# Task input:
<<<<

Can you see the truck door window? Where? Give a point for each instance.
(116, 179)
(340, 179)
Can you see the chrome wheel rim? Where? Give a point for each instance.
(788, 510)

>>>>

Beginning with the line that holds "Can you see the chrome", please return every line through the end of the data, exactly as written.

Can you see the chrome wheel rim? Where? Give a point for each instance.
(788, 510)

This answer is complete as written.